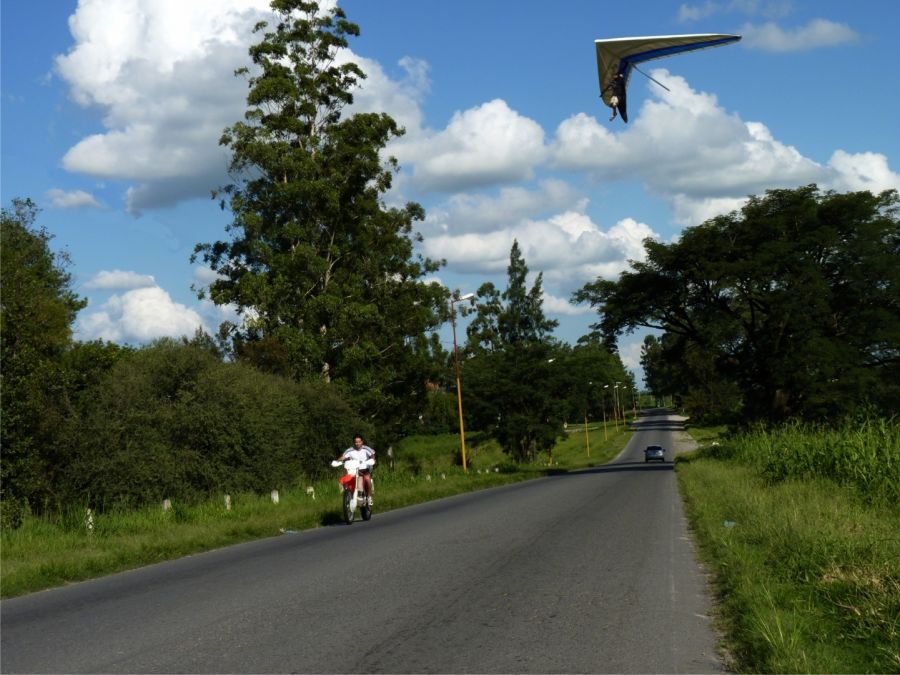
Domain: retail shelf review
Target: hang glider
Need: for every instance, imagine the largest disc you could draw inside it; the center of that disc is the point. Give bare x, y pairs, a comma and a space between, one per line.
616, 57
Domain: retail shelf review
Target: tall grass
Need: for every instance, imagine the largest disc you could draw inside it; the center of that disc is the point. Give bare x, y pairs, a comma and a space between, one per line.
43, 553
804, 549
865, 456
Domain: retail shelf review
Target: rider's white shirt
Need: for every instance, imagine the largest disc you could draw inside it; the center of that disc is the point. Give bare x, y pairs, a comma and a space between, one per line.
361, 455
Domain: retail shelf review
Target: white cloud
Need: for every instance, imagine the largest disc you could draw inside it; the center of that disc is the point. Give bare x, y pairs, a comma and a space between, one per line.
687, 149
204, 276
487, 145
861, 171
161, 70
464, 212
567, 246
139, 316
73, 199
818, 33
771, 9
118, 280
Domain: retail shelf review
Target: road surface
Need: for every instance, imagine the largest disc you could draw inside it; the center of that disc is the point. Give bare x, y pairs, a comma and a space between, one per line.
590, 571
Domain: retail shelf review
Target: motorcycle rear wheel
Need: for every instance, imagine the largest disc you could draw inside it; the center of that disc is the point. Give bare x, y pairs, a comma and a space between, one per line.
348, 510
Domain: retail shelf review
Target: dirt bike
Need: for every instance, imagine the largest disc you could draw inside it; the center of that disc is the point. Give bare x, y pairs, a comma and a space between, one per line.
353, 489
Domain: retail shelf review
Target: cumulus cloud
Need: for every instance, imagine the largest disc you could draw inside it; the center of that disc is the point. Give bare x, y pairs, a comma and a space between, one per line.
817, 34
772, 9
139, 316
485, 145
860, 171
73, 199
119, 280
161, 71
703, 160
465, 212
567, 246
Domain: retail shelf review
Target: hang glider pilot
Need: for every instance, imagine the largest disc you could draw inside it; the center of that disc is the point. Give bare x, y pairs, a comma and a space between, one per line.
616, 88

*REQUIRED ACTION*.
Report the number of lines in the entries where the word "white" occurs, and add nothing else.

*EXPECTED ANSWER*.
2